(Image point grounding data)
════════════════

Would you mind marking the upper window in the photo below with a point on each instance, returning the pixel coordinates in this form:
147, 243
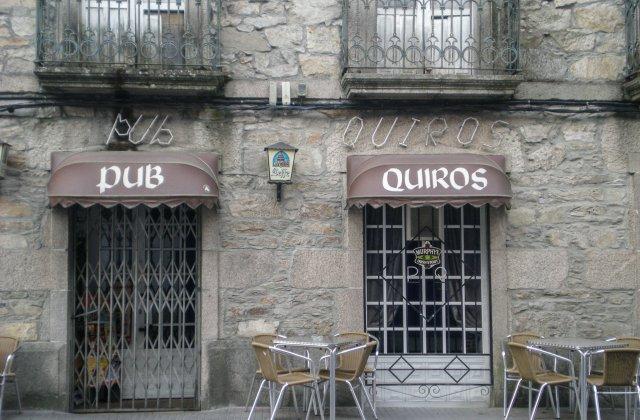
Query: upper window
417, 39
160, 33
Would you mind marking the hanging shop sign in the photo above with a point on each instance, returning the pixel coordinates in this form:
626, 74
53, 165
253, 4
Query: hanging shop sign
433, 130
427, 255
122, 128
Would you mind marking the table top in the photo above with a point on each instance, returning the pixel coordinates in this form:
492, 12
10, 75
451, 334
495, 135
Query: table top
317, 341
580, 344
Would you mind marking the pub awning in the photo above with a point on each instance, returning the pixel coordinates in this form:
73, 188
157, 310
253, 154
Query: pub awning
433, 180
134, 178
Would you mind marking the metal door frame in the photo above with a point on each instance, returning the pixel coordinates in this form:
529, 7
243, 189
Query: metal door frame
71, 240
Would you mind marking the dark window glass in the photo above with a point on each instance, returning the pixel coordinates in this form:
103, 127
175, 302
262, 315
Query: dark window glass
374, 289
395, 342
414, 342
454, 314
414, 316
434, 341
472, 265
374, 264
394, 290
473, 316
394, 316
472, 292
394, 216
471, 215
472, 239
374, 317
374, 216
451, 216
394, 239
454, 342
374, 239
414, 291
474, 342
434, 290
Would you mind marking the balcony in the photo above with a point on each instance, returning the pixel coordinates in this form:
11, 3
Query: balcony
132, 46
632, 25
431, 49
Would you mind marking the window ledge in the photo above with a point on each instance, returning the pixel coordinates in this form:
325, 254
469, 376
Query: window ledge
135, 81
429, 86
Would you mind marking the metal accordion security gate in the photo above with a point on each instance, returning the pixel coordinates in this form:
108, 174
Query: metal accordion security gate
432, 320
135, 281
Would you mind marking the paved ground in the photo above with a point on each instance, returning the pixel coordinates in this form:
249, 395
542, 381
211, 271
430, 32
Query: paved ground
343, 414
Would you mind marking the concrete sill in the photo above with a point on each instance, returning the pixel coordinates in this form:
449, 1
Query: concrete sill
423, 87
131, 80
631, 87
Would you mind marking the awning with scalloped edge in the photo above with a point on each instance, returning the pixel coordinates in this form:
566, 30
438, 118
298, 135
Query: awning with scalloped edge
134, 178
427, 180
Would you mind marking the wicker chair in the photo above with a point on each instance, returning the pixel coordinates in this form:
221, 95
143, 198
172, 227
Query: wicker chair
528, 361
348, 362
620, 371
269, 360
510, 371
356, 357
267, 339
8, 347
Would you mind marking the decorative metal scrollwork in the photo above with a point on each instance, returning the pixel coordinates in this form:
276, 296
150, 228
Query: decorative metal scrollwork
163, 33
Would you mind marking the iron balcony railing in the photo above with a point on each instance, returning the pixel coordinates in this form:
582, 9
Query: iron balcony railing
432, 36
166, 34
633, 39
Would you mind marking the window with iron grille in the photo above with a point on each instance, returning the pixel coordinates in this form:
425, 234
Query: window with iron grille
140, 33
414, 310
432, 36
136, 301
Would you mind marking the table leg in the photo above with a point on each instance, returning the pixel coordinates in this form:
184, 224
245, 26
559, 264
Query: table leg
584, 391
332, 385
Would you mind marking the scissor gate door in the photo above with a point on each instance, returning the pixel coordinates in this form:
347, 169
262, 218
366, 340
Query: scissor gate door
136, 302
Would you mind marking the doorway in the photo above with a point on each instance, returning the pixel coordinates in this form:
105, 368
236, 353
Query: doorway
136, 296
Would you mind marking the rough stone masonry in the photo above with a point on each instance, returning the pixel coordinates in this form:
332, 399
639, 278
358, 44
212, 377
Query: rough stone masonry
564, 257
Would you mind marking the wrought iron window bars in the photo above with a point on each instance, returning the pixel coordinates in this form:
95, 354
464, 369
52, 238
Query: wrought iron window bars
166, 34
432, 36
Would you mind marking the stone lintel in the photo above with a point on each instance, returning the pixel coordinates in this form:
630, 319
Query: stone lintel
429, 86
135, 81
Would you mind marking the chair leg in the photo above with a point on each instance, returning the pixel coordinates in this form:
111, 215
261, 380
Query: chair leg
278, 401
295, 399
374, 391
355, 399
538, 398
255, 402
320, 403
555, 406
504, 392
15, 382
246, 405
513, 398
597, 403
375, 415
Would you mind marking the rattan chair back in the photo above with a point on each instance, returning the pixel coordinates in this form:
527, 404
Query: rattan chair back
523, 338
620, 367
528, 364
8, 345
631, 342
266, 361
360, 354
351, 361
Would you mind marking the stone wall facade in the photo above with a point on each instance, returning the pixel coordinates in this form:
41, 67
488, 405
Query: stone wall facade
564, 257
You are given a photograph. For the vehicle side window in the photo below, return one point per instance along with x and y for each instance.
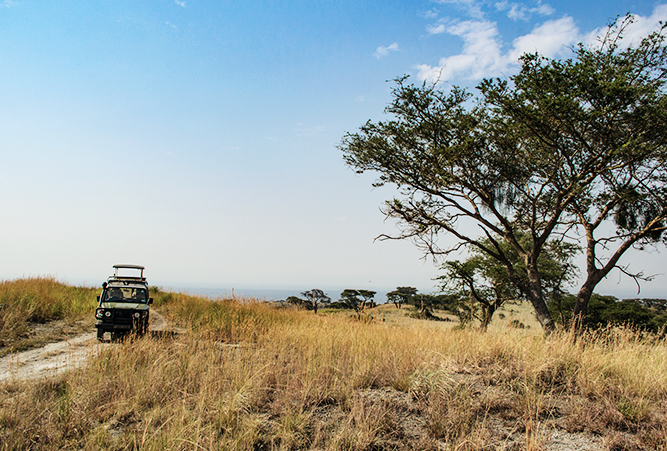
(139, 295)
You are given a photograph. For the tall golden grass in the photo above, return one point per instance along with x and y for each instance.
(250, 376)
(38, 300)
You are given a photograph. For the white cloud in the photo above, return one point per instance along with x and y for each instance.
(483, 55)
(639, 29)
(518, 11)
(472, 7)
(549, 39)
(436, 29)
(430, 14)
(384, 51)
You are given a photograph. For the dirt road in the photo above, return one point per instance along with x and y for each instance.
(61, 356)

════════════════

§ **Task instructions**: The answer must be an exact transcription of the lines from the one holding "Would you mind marking the stone wall" to the last line of the entries above, with no pictures and nothing else.

§ **Your response**:
Would you mind marking the stone wall facade in the photo above with a point on each instance, returning the pixel coordinates in this form:
41, 67
488, 405
Query: stone wall facade
564, 257
You are given a photograph. For the vehicle side window in the photo below, return one point per instance along with x and y for each instance.
(139, 295)
You are given a photograph. For the tall golden grass in the photo above, return one point per instance along with x and y for each instance.
(250, 376)
(38, 300)
You are given a photograph. For the white cloud in the photo above, return one point per instance along with x and y for each instance.
(483, 55)
(639, 29)
(518, 11)
(472, 7)
(549, 39)
(436, 29)
(430, 14)
(384, 51)
You are given a photograph. For the dirt road in the photo above, return one point per instance along with x and y for each instance.
(61, 356)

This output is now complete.